Could you lay out the lines below as a numbered list, leaving out any blank lines?

──────── GIVEN DATA

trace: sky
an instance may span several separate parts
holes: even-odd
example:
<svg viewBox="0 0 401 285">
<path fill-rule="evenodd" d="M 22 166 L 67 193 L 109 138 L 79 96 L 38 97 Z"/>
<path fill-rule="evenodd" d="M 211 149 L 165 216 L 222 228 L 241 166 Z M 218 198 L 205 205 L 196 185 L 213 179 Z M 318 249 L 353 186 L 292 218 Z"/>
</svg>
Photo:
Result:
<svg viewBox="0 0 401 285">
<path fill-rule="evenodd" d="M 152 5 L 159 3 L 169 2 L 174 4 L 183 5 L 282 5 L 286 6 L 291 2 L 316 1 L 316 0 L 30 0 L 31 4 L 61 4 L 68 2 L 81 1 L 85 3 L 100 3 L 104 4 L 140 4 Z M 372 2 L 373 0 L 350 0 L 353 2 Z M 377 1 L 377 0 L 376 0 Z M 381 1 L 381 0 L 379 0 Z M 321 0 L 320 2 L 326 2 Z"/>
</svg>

────────────────

» **RESULT BELOW**
1. trace: sky
2. an instance may span several separate parts
3. holes: even-odd
4. example:
5. <svg viewBox="0 0 401 285">
6. <path fill-rule="evenodd" d="M 22 166 L 67 193 L 109 138 L 79 96 L 38 97 Z"/>
7. <path fill-rule="evenodd" d="M 211 149 L 165 216 L 222 228 L 241 166 Z M 218 198 L 205 205 L 196 185 L 213 179 Z M 318 249 L 353 186 L 292 218 Z"/>
8. </svg>
9. Photo:
10. Result:
11. <svg viewBox="0 0 401 285">
12. <path fill-rule="evenodd" d="M 152 5 L 159 3 L 169 2 L 174 4 L 183 5 L 282 5 L 286 6 L 291 2 L 316 1 L 316 0 L 30 0 L 31 4 L 61 4 L 68 2 L 81 1 L 85 3 L 100 3 L 104 4 L 140 4 Z M 372 2 L 373 0 L 350 0 L 353 2 Z M 377 1 L 377 0 L 376 0 Z M 381 1 L 381 0 L 379 0 Z M 321 0 L 320 2 L 326 2 Z"/>
13. </svg>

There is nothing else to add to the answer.